▸ **Written instruction**
Extract every line of the items below that contains the word "label".
--------------------------------
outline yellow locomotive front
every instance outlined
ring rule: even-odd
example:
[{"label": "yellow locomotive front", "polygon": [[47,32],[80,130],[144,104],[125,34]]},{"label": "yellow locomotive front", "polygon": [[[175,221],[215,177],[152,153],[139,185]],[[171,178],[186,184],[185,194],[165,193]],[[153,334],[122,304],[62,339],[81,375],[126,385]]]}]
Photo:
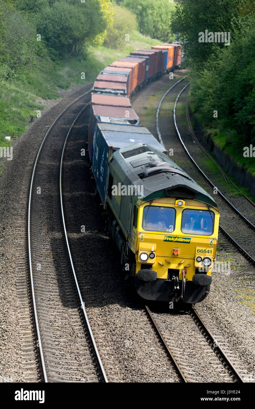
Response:
[{"label": "yellow locomotive front", "polygon": [[135,286],[147,299],[194,303],[209,292],[215,258],[218,209],[194,200],[143,203],[133,219]]},{"label": "yellow locomotive front", "polygon": [[188,303],[205,298],[219,218],[210,195],[164,153],[138,144],[111,157],[106,202],[109,232],[141,297]]}]

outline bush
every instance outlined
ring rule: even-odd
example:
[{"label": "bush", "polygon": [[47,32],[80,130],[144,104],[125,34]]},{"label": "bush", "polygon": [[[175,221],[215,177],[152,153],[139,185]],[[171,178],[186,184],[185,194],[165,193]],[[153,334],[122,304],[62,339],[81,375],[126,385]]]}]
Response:
[{"label": "bush", "polygon": [[33,25],[11,6],[0,3],[0,78],[8,79],[29,69],[36,55]]},{"label": "bush", "polygon": [[48,6],[40,14],[38,32],[56,56],[80,54],[86,42],[91,41],[106,27],[99,2],[86,0],[61,0]]},{"label": "bush", "polygon": [[137,28],[135,16],[124,7],[115,6],[112,27],[108,27],[104,45],[109,48],[121,48],[125,43],[125,36]]},{"label": "bush", "polygon": [[162,42],[173,40],[170,27],[171,13],[175,3],[169,0],[125,0],[126,7],[136,16],[139,31],[142,34],[158,38]]}]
--------------------------------
▸ **Task output**
[{"label": "yellow locomotive front", "polygon": [[47,32],[80,130],[144,104],[125,34]]},{"label": "yellow locomotive front", "polygon": [[[175,221],[215,177],[152,153],[139,185]],[[171,178],[186,184],[185,194],[165,193]],[[153,334],[122,304],[62,339],[81,375],[126,385]]]}]
[{"label": "yellow locomotive front", "polygon": [[135,286],[147,299],[194,303],[209,292],[215,258],[218,209],[194,200],[143,203],[133,219]]},{"label": "yellow locomotive front", "polygon": [[188,303],[205,298],[219,218],[210,195],[164,153],[138,144],[111,157],[106,202],[109,232],[141,297]]}]
[{"label": "bush", "polygon": [[47,32],[80,130],[144,104],[125,34]]},{"label": "bush", "polygon": [[[175,221],[215,177],[152,153],[139,185]],[[171,178],[186,184],[185,194],[165,193]],[[153,334],[122,304],[62,339],[81,375],[126,385]]]}]
[{"label": "bush", "polygon": [[33,25],[11,6],[0,3],[0,78],[8,79],[29,69],[36,55]]},{"label": "bush", "polygon": [[48,6],[40,14],[38,32],[56,56],[80,54],[86,42],[91,41],[106,27],[99,2],[86,0],[61,0]]},{"label": "bush", "polygon": [[137,28],[135,16],[124,7],[115,6],[112,27],[108,27],[104,45],[109,48],[121,48],[125,43],[125,36]]},{"label": "bush", "polygon": [[162,42],[173,40],[170,27],[171,13],[175,3],[169,0],[125,0],[126,7],[136,16],[139,31],[142,34],[158,38]]}]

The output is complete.